• _What is expected_
I'd like the entries that follow repeated exactly, with the pictures left out.
-=-=-=-=-
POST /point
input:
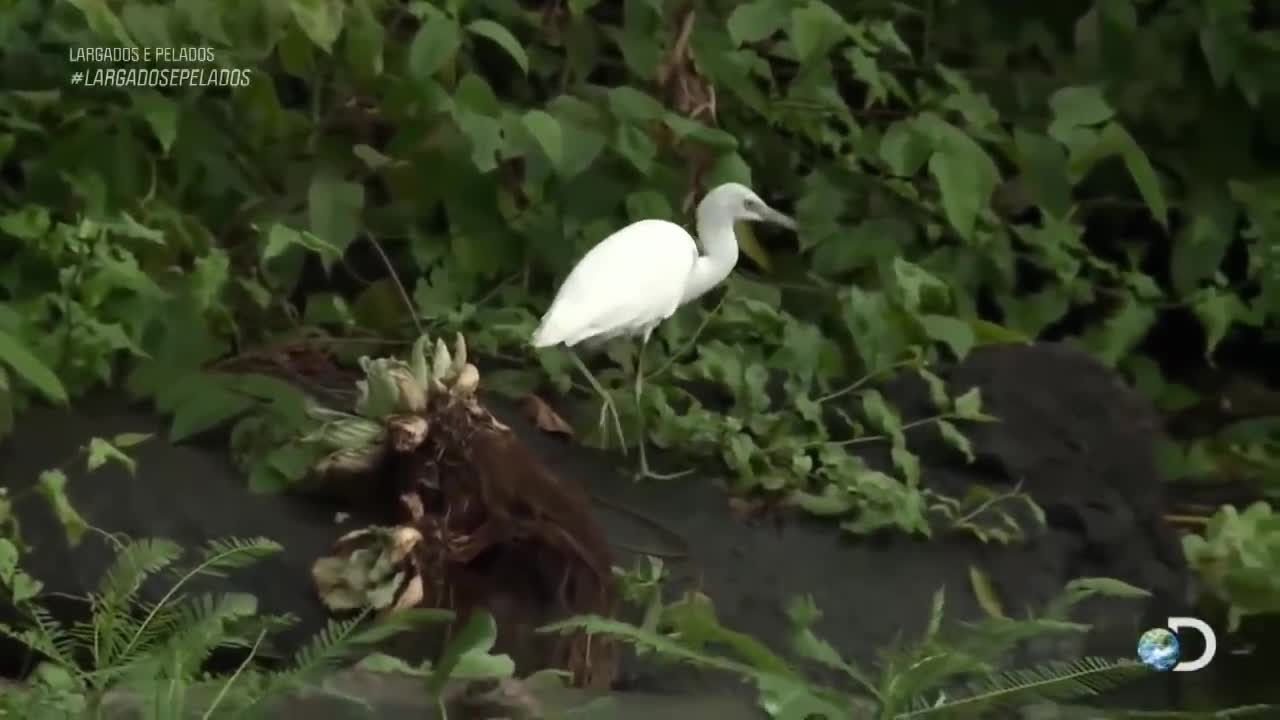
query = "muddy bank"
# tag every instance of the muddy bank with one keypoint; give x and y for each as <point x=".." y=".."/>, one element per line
<point x="1080" y="443"/>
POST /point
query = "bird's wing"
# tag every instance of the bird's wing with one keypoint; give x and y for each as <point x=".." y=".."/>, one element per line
<point x="630" y="279"/>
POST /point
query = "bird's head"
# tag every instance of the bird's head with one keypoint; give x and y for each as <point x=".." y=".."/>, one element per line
<point x="739" y="203"/>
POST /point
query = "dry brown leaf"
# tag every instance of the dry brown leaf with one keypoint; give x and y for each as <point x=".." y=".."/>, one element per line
<point x="543" y="417"/>
<point x="745" y="510"/>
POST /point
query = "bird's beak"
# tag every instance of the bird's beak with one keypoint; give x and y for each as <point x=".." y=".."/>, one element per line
<point x="772" y="215"/>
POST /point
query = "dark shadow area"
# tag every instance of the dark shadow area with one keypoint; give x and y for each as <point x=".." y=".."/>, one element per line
<point x="1080" y="442"/>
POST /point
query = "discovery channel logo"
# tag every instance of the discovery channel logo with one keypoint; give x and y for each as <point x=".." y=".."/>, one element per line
<point x="1159" y="647"/>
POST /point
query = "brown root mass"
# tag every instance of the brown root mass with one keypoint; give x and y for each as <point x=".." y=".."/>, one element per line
<point x="499" y="531"/>
<point x="487" y="507"/>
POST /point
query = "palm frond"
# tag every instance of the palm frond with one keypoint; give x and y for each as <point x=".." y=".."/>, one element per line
<point x="1048" y="682"/>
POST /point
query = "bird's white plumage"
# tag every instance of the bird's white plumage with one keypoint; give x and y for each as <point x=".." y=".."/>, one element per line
<point x="625" y="286"/>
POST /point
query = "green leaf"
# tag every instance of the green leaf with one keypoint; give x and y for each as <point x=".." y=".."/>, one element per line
<point x="53" y="487"/>
<point x="1120" y="332"/>
<point x="502" y="36"/>
<point x="917" y="285"/>
<point x="1112" y="141"/>
<point x="1200" y="249"/>
<point x="30" y="222"/>
<point x="319" y="19"/>
<point x="635" y="145"/>
<point x="466" y="656"/>
<point x="959" y="183"/>
<point x="206" y="408"/>
<point x="965" y="173"/>
<point x="547" y="132"/>
<point x="161" y="114"/>
<point x="7" y="418"/>
<point x="101" y="451"/>
<point x="22" y="587"/>
<point x="104" y="22"/>
<point x="816" y="28"/>
<point x="333" y="209"/>
<point x="753" y="22"/>
<point x="956" y="333"/>
<point x="880" y="414"/>
<point x="1045" y="171"/>
<point x="365" y="40"/>
<point x="434" y="46"/>
<point x="955" y="438"/>
<point x="1216" y="310"/>
<point x="27" y="367"/>
<point x="634" y="106"/>
<point x="279" y="238"/>
<point x="1075" y="106"/>
<point x="1221" y="54"/>
<point x="904" y="149"/>
<point x="128" y="440"/>
<point x="986" y="595"/>
<point x="969" y="405"/>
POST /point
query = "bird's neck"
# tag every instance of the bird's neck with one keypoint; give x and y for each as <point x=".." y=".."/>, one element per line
<point x="720" y="244"/>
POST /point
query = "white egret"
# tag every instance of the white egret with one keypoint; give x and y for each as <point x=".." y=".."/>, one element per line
<point x="639" y="276"/>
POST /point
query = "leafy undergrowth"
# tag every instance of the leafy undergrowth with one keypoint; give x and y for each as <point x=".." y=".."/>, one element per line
<point x="946" y="673"/>
<point x="961" y="174"/>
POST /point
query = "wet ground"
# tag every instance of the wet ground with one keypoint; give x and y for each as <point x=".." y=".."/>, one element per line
<point x="1080" y="443"/>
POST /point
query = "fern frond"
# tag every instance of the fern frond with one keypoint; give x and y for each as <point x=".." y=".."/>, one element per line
<point x="1048" y="682"/>
<point x="782" y="695"/>
<point x="49" y="637"/>
<point x="202" y="624"/>
<point x="222" y="555"/>
<point x="133" y="564"/>
<point x="341" y="639"/>
<point x="648" y="639"/>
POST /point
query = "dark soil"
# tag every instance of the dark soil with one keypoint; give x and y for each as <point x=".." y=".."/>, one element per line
<point x="1080" y="443"/>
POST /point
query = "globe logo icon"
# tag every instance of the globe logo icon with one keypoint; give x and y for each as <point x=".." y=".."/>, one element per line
<point x="1157" y="648"/>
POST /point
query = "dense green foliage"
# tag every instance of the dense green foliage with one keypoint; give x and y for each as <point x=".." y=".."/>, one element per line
<point x="963" y="173"/>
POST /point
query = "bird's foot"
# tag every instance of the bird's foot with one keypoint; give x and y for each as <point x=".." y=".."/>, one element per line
<point x="607" y="411"/>
<point x="647" y="473"/>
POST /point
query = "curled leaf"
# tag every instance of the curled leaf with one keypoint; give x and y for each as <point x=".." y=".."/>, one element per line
<point x="544" y="418"/>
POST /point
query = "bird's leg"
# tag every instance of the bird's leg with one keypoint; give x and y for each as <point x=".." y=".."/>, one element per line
<point x="643" y="440"/>
<point x="607" y="406"/>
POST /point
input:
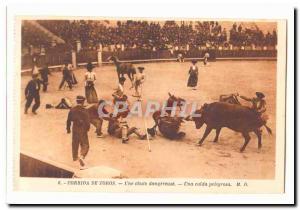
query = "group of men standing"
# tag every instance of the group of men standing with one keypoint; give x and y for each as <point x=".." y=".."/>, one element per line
<point x="117" y="125"/>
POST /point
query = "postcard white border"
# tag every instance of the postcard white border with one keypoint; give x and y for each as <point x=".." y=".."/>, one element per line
<point x="177" y="11"/>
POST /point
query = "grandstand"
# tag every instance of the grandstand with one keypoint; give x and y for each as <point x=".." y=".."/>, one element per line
<point x="142" y="40"/>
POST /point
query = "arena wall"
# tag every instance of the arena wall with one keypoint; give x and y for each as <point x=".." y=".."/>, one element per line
<point x="139" y="56"/>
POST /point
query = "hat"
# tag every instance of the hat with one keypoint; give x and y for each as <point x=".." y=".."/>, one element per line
<point x="260" y="95"/>
<point x="89" y="66"/>
<point x="122" y="79"/>
<point x="35" y="75"/>
<point x="141" y="68"/>
<point x="80" y="99"/>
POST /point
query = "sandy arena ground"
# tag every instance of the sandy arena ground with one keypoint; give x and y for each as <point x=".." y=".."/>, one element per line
<point x="45" y="134"/>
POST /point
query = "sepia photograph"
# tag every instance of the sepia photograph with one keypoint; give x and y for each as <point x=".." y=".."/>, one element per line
<point x="117" y="98"/>
<point x="127" y="104"/>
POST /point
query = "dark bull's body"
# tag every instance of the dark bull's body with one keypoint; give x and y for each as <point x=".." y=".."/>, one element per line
<point x="235" y="117"/>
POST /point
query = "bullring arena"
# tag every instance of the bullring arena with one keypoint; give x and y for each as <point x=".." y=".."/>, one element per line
<point x="168" y="158"/>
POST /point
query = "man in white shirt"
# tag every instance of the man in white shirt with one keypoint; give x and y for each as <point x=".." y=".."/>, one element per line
<point x="138" y="82"/>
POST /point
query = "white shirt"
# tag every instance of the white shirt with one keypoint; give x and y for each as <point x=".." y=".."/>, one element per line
<point x="90" y="76"/>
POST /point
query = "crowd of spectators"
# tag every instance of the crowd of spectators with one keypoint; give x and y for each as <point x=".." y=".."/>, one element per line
-=-=-=-=-
• _Response to the exercise_
POST /point
input:
query = "muddy bank"
# tag every instance of the muddy bank with one keypoint; give x and y for each as <point x=".." y=".."/>, one element per line
<point x="1080" y="443"/>
POST /point
query = "bird's wing"
# tag every instance of the bird's wing with one keypoint; give x and y for each as <point x=".." y=".."/>, one element per line
<point x="630" y="279"/>
POST /point
query = "bird's head"
# tag every instance of the bird's head with one keypoint; give x and y for each as <point x=".." y=".."/>, one element per line
<point x="739" y="203"/>
POST /point
query = "dry brown leaf"
# tag every instance of the dry brown leaf with one keypoint; give x and y for each as <point x=".." y=".."/>, one element per line
<point x="543" y="417"/>
<point x="745" y="510"/>
POST /point
query = "bird's beak"
# tag every instance of the bird's beak with one keypoint; give x and y for each as <point x=".." y=".."/>, one element per line
<point x="772" y="215"/>
POST /point
query = "dark shadow area"
# tag every instance of the dark shadow area with one keypoint; give x and y for each as <point x=".." y=".."/>, one element per line
<point x="1080" y="442"/>
POST /point
query = "discovery channel logo"
# tag every instance of the discovery channel logo with one keypoint; give x and y for each as <point x=".." y=".."/>, one element per line
<point x="1159" y="647"/>
POST /point
query = "brown root mass"
# tag every instance of the brown root mass with one keypoint; give x and y for each as <point x=".." y=".."/>, one element per line
<point x="499" y="531"/>
<point x="487" y="507"/>
POST /point
query = "palm frond"
# tag every instance of the palm frond with one keypoint; give x and y for each as <point x=".." y=".."/>, one element per line
<point x="1048" y="682"/>
POST /point
query = "bird's white plumage"
# tag every instance of the bird's white plumage with one keypoint; give x and y for each as <point x=".." y=".."/>, one element per line
<point x="625" y="286"/>
POST /point
query = "green leaf"
# tag every instance of the green leaf with one keypoint; give x and y for each as <point x=".." y=".."/>, one element per line
<point x="53" y="487"/>
<point x="1120" y="332"/>
<point x="502" y="36"/>
<point x="917" y="285"/>
<point x="1112" y="141"/>
<point x="1200" y="249"/>
<point x="30" y="222"/>
<point x="319" y="19"/>
<point x="635" y="145"/>
<point x="466" y="656"/>
<point x="959" y="183"/>
<point x="206" y="408"/>
<point x="965" y="173"/>
<point x="547" y="132"/>
<point x="161" y="114"/>
<point x="7" y="418"/>
<point x="101" y="451"/>
<point x="22" y="587"/>
<point x="104" y="22"/>
<point x="816" y="28"/>
<point x="333" y="209"/>
<point x="753" y="22"/>
<point x="956" y="333"/>
<point x="880" y="414"/>
<point x="1045" y="171"/>
<point x="365" y="40"/>
<point x="434" y="46"/>
<point x="955" y="438"/>
<point x="1216" y="310"/>
<point x="27" y="367"/>
<point x="634" y="106"/>
<point x="279" y="238"/>
<point x="1075" y="106"/>
<point x="1221" y="54"/>
<point x="904" y="149"/>
<point x="128" y="440"/>
<point x="986" y="595"/>
<point x="969" y="405"/>
POST /point
query = "bird's neck"
# tag every instance of the bird's neck with one keypoint; give x and y for each as <point x=".." y=".."/>, one element per line
<point x="720" y="244"/>
POST /point
query = "white egret"
# tag every instance of the white egret with one keypoint; give x and y for each as <point x=".." y=".."/>, one element per line
<point x="639" y="276"/>
POST /point
query = "leafy undergrowth"
# tag every instance of the leafy undergrowth with one keypoint; give x and y for each as <point x=".." y=".."/>, one element per line
<point x="946" y="673"/>
<point x="961" y="174"/>
POST /point
query = "wet ground"
# tag every instance of the wet ground with one keypoint; give x and y for each as <point x=".." y=".."/>, one element per line
<point x="1080" y="443"/>
POST /point
query = "fern frond"
# tag every instance of the fern frond with one keypoint; give x and y for each as <point x=".." y=".."/>, one element per line
<point x="1048" y="682"/>
<point x="782" y="695"/>
<point x="49" y="637"/>
<point x="202" y="624"/>
<point x="222" y="555"/>
<point x="133" y="564"/>
<point x="341" y="639"/>
<point x="648" y="639"/>
POST /point
query = "dark soil"
# tag every instance of the dark soil with one keypoint; give x and y for each as <point x=".." y=".."/>, one element per line
<point x="1080" y="443"/>
POST /point
query = "globe logo icon"
# tag every instance of the globe logo icon with one keypoint; give x and y for each as <point x=".." y=".."/>, one element per line
<point x="1157" y="648"/>
POST /point
query = "dense green foliage"
# tag every instance of the dense green foliage with one keypoint; give x and y for each as <point x=".." y=".."/>, one element per line
<point x="963" y="173"/>
POST /point
query = "bird's foot"
# tag every instance of the bird's foot with one keypoint; give x and y for each as <point x=".." y=".."/>, one element per line
<point x="607" y="411"/>
<point x="647" y="473"/>
POST /point
query = "curled leaf"
# tag every instance of the curled leaf with one keypoint; give x and y for each as <point x=".." y=".."/>, one element per line
<point x="544" y="418"/>
POST /point
query = "bird's leg"
# tag every instance of the bird's leg with one keypoint; give x and y for each as <point x=".." y=".."/>, one element per line
<point x="643" y="440"/>
<point x="607" y="406"/>
POST /point
input:
query = "group of men standing"
# tag every instance of the group of men standing with one keypoint; give x and y for each as <point x=".." y=".."/>, one element per line
<point x="117" y="125"/>
POST /point
query = "postcard white border"
# tag every instance of the postcard white border with one keypoint; give x and y for each as <point x=".." y=".."/>, one element per line
<point x="177" y="11"/>
POST /point
query = "grandstand"
# tag every instance of the grandstand with one keypoint; give x and y for each as <point x=".." y=".."/>, one element per line
<point x="142" y="40"/>
POST /point
query = "arena wall"
# tag every instance of the arena wall with one keypoint; give x and y for each as <point x=".." y=".."/>, one element per line
<point x="139" y="56"/>
POST /point
query = "hat"
# tag every instance of the hat with one keypoint; give x and y for each as <point x=".." y=".."/>, one element per line
<point x="260" y="95"/>
<point x="89" y="66"/>
<point x="122" y="79"/>
<point x="35" y="75"/>
<point x="141" y="68"/>
<point x="80" y="99"/>
POST /point
query = "sandy arena ground"
# tag every instance of the sandy arena ground with one keypoint; give x and y for each as <point x=".." y=".."/>, one element per line
<point x="45" y="134"/>
POST /point
query = "sepia photograph"
# tag every instance of the sepia photograph with one keypoint; give x and y for each as <point x=".." y=".."/>, one element per line
<point x="117" y="98"/>
<point x="127" y="104"/>
POST /point
query = "dark bull's body"
# tag every instance of the dark bull's body with one keypoint; give x and y for each as <point x=".." y=".."/>, one element per line
<point x="235" y="117"/>
POST /point
query = "bullring arena"
# tag every instance of the bullring arena with one keypoint; give x and y for each as <point x=".." y=".."/>, one element per line
<point x="168" y="158"/>
POST /point
query = "man in white shirt"
# tag every instance of the man in white shirt with one keypoint; give x and y for each as <point x=".." y=".."/>, one element per line
<point x="138" y="82"/>
POST /point
query = "white shirt"
# tag every instance of the white shirt with one keypoint; give x and y for each as <point x=".." y=".."/>, one element per line
<point x="90" y="76"/>
POST /point
query = "crowd of spectators"
# tag every instance of the crowd of spectators with one keypoint; give x and y for each as <point x=".." y=".."/>, one element per line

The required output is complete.